(Point-per-instance localization data)
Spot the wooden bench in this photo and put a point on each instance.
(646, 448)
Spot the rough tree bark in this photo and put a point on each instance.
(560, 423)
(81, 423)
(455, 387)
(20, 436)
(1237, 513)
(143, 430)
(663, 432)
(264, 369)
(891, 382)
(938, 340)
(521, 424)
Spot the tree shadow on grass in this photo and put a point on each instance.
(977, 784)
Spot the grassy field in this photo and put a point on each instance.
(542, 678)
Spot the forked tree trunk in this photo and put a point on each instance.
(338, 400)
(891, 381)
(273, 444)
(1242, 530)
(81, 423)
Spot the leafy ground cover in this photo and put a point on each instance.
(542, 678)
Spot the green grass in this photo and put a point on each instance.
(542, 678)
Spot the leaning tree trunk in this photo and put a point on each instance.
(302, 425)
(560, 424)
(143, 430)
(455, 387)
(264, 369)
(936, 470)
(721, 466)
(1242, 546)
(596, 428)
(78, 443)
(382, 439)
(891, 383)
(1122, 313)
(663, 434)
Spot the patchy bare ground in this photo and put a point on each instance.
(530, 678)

_GOAL OF THE EXERCISE_
Repeat all the data, every line exactly.

_TASK SOLUTION_
Spot the wooden bench in this photo and put a point on each instance.
(646, 448)
Spot the rough tree bark in this photo and put a point on each instance.
(560, 423)
(81, 423)
(455, 387)
(20, 436)
(1237, 513)
(143, 430)
(663, 432)
(264, 369)
(891, 382)
(938, 340)
(521, 424)
Spot the tree shadow on grass in this photo and put a point on each instance.
(977, 784)
Spot the grassy field in this photo and put a point on each instance.
(542, 678)
Spot the forked tree trunk in this photo and put a point on each instance.
(338, 400)
(891, 381)
(273, 444)
(1242, 530)
(81, 423)
Spot the leafy ground cover in this photo and put a point on each instance.
(542, 678)
Spot the green grass in this photo and put a point on each instance.
(542, 678)
Spot the leaning tree trunk in this photo and put a point on each instance.
(302, 425)
(560, 424)
(143, 430)
(455, 387)
(264, 369)
(936, 470)
(721, 466)
(1242, 546)
(596, 428)
(78, 443)
(382, 439)
(891, 383)
(1122, 313)
(663, 434)
Spot the patchy bare ground in this photo and put a point on each instance.
(530, 678)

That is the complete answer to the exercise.